▶ Information provided:
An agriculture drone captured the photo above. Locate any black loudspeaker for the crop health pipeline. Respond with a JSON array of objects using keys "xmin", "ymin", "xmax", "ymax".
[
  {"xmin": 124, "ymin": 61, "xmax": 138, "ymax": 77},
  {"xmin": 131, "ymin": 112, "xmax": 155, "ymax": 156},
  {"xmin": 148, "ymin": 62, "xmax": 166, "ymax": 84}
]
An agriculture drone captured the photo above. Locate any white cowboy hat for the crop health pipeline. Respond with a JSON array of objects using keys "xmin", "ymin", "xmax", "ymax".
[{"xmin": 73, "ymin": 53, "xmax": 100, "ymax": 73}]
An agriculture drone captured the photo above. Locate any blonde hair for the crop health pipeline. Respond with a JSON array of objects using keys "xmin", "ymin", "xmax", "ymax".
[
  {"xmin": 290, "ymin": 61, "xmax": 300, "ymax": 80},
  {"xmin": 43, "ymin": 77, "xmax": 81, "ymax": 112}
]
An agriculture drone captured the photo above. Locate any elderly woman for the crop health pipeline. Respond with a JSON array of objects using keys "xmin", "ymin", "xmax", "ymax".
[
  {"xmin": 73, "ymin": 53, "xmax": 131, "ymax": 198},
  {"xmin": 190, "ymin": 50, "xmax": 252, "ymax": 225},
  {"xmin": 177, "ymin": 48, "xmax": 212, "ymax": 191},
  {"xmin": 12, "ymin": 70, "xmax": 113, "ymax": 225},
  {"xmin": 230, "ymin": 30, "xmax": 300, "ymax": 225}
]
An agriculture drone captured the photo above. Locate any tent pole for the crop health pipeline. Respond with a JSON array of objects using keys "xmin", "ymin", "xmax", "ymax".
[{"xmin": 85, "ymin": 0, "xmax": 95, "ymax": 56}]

▶ What you need to do: Pull every line from the entries above that contains the string "white". Case counts.

▶ Correct response:
An agriculture drone captured the photo above. Locate any white cowboy hat for the crop health pipeline. Respond with a JSON array of objects using keys "xmin", "ymin", "xmax", "ymax".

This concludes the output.